Requirement: Summarize the post on enemy AI for RPGs in two sentences.

Document extract:
Friday, November 9, 2007

Game AI, or Do game AI's feel pain?

As some of you may know, I am currently working on an rpg.(Who isn't it seems like).

However, I was thinking about different AI ideas that could be implemented in an RPG. For this post, I will focus only on monster/enemy AI.

Now, the first thing that can make rpg battles/dungeons a bit more interesting is a context outside of battle, where what happens in battle does affect the overall dynamic of the dungeon. Here is one possible idea, similar in aspect to a genetic algorithm. Each enemy has a fear and an intelligence rating, randomly assigned within a predetermined racial standard deviation. Say, slimes are smarter than kobolds for example, on average.

Now what this means is that if you cross an enemy's fear/intelligence barrier, ie, "They're really tough, maybe I should run." So they'd try to escape. If they do escape, what happens? Normally, you'd never see that enemy again, or at the very least, never be able to tell. However, what if the enemies that survive or escape you, communicate with each other? And even are able to formulate plans and groups to take advantage of whatever they learn.

This can be done by giving escaping monsters a memory, a kind of statistical observation of your performance. Then in a background task, have a couple or more of such monsters communicating their knowledge to each other. Now, based on the length of time since the knowledge was obtained, the detail, and what is observed, different information will be valued more than others. By sharing the information between the monster memories, the background task is able to determine your weaknesses. Say it saw your white mage fall to two hits, but your knight took 10. That would be taken into account.

Then, the enemies would lead a charge against you, with slightly modified battle AI's. As per our example, focus on the white mage!

And since this would be largely time and number of battles based, the longer you are in the dungeon, the tougher the enemies get.

To balance that, we make it so that when you leave the dungeon, the monsters all forget about you.

This behaves similarly to a genetic algorithm, where the fitness test is fighting you. And the sharing of information is similar to swapping genes, but, in this instance, its a method that can deal with unexpected shifts of the problem space. Whereas, in genetic algorithms, the genes have to fit the problem well, and take a while to adapt. By data-mining observed actions, the enemies can adapt faster than with a genetic algorithm.

(Stored items from a collection)
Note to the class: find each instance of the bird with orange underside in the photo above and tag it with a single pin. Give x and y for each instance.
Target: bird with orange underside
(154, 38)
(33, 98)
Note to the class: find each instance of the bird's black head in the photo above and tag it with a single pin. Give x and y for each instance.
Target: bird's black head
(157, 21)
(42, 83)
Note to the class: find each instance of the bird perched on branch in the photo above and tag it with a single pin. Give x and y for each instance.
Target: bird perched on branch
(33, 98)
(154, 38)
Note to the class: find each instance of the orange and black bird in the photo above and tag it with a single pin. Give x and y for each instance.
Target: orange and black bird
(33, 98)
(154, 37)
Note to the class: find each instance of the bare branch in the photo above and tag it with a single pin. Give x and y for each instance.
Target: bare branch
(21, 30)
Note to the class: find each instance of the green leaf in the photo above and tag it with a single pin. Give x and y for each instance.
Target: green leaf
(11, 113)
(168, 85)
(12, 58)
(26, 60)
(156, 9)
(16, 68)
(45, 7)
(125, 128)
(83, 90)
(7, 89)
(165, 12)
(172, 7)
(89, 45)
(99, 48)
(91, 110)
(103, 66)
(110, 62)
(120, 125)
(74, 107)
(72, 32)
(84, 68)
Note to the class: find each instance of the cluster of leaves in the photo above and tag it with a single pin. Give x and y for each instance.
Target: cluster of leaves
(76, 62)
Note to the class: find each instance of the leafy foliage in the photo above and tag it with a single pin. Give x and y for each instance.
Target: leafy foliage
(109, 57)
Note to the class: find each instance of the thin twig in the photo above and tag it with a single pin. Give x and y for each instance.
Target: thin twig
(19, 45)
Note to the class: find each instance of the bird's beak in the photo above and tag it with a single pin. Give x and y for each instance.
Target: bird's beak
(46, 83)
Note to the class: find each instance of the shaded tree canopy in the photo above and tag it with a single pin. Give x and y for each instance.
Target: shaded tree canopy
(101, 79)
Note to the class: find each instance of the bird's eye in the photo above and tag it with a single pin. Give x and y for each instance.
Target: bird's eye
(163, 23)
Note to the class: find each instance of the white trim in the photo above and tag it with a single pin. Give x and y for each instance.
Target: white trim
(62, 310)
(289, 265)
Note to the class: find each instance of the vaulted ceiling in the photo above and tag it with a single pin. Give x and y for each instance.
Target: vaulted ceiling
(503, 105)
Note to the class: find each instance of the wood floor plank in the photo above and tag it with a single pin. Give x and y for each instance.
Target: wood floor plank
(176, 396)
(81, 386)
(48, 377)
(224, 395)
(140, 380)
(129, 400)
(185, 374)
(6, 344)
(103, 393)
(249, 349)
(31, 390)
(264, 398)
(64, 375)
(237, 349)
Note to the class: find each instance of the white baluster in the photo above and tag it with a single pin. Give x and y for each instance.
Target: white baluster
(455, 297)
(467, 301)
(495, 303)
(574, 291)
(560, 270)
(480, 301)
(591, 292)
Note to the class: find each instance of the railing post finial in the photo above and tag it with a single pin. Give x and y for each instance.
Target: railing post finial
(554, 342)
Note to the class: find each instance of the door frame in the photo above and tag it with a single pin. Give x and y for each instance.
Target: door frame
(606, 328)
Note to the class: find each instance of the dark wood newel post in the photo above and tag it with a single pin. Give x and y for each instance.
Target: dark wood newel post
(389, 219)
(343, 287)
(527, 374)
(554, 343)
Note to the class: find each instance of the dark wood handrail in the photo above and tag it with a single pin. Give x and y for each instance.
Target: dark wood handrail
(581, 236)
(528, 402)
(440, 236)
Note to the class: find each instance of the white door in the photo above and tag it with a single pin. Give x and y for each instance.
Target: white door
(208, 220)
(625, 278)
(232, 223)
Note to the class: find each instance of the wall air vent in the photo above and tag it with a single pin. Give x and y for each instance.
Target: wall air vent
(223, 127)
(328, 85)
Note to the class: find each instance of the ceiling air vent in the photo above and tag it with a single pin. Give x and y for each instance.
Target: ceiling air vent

Answer for this exercise: The post proposes giving RPG enemies fear and intelligence ratings so that overmatched monsters try to flee, with escaped monsters keeping memories of the player's performance and sharing them in a background task to find the party's weaknesses and lead a charge against it. Enemies would therefore grow tougher the longer the player stays in a dungeon and forget the player on leaving, and because they data-mine observed actions, they can adapt faster than with a genetic algorithm.